___ Dataset extract

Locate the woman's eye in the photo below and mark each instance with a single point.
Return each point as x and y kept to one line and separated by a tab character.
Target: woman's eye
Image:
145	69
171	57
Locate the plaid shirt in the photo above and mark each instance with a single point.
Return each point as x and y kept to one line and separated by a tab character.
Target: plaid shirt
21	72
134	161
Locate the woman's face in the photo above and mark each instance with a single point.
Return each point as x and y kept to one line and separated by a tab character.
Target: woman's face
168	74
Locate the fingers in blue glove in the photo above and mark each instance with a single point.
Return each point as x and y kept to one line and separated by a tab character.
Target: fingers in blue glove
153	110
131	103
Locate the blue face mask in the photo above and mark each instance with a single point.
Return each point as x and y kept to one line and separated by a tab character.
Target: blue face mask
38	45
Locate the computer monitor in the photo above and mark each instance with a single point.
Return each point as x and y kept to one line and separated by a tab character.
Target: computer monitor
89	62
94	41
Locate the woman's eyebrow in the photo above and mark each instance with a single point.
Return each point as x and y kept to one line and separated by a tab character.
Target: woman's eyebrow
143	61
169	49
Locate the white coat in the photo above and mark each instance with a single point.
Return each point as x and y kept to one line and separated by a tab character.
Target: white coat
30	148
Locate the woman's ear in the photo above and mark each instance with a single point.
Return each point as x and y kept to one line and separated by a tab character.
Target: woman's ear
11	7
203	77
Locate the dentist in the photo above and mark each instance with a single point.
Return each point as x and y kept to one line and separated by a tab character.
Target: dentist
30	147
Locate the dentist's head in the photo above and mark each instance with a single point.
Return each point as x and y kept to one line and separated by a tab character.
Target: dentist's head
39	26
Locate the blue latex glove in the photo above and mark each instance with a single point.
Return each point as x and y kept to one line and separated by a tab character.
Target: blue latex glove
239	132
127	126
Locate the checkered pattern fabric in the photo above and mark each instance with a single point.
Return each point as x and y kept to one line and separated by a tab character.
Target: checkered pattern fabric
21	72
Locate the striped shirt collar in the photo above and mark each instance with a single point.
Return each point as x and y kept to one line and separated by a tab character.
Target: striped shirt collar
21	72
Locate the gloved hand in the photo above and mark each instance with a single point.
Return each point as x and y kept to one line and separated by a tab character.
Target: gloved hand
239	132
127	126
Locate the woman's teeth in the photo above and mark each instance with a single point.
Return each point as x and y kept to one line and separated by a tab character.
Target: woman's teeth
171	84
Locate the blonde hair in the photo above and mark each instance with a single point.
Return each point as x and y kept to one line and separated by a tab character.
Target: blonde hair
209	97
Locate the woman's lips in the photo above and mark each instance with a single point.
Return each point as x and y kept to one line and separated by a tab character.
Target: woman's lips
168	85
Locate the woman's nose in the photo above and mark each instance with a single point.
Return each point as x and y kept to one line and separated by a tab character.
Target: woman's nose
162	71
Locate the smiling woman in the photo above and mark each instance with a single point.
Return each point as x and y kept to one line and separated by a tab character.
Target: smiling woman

______
___ Dataset extract

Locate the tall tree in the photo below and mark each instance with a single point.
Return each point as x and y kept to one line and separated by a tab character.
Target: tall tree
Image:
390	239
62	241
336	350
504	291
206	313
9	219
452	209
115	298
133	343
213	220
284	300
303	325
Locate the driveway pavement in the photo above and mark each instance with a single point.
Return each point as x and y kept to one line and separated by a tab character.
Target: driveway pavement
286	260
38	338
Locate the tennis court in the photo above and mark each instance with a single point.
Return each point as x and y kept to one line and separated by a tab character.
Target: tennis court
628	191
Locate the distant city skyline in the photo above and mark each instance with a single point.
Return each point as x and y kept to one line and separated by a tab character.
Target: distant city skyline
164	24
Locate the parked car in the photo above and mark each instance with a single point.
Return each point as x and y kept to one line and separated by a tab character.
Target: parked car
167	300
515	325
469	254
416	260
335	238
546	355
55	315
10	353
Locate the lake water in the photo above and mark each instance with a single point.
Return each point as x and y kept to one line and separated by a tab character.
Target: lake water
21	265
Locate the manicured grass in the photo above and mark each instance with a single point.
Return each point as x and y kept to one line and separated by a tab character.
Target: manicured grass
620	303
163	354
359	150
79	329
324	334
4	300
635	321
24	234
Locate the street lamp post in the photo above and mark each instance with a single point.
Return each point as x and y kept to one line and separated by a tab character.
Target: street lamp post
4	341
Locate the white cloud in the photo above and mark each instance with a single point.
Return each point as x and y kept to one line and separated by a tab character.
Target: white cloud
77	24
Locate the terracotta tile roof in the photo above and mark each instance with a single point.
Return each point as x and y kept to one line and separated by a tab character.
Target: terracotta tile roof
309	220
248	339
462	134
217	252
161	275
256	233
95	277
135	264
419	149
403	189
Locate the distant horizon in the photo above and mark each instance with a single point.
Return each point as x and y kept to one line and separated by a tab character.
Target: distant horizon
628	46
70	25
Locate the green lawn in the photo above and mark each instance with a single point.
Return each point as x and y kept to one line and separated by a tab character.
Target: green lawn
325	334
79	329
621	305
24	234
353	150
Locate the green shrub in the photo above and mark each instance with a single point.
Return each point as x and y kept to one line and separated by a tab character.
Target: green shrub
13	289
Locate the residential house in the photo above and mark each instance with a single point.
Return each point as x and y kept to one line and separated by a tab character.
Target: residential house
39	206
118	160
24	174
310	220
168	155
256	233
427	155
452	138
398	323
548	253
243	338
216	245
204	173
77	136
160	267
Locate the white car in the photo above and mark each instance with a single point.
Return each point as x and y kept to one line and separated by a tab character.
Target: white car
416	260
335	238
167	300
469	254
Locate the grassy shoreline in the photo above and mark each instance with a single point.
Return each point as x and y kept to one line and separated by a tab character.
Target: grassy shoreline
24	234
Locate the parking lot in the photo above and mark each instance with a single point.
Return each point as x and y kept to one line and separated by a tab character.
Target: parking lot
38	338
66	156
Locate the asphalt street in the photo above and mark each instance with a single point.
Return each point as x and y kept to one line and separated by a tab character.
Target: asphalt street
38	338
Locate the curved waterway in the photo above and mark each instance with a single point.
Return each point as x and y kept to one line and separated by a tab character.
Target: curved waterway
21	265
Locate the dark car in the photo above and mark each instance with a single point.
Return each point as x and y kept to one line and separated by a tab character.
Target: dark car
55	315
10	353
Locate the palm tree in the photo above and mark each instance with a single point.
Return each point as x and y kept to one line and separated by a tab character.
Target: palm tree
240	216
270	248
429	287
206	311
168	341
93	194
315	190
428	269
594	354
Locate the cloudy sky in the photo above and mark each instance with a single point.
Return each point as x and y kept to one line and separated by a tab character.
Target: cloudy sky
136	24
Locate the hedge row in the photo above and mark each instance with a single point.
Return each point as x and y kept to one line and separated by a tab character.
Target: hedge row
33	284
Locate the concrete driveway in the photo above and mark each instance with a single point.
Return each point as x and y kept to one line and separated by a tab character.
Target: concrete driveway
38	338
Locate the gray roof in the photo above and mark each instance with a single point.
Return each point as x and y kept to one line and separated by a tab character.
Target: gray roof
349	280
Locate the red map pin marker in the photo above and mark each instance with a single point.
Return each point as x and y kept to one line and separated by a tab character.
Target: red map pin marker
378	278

______

From the entries above, give again exactly the lines running from the line with "Locate the plaid" to the line with "Locate the blue face"; include both of those lines.

Locate the plaid shirt in the photo above and mark each instance with a single point.
Return each point as x and y kept to one line and separated by a tab character.
Target: plaid shirt
21	72
134	161
Locate the woman's face in the photo above and mark each instance with a single point.
Return each point as x and y kept to one line and separated by a tab character.
Target: woman's face
168	74
Locate the fingers in blue glove in the photo above and mark each instance with a single point.
Return each point as x and y kept to one line and separated by a tab character.
Target: fingers in blue glove
153	110
131	103
Locate the blue face mask in the photo above and mark each instance with a single point.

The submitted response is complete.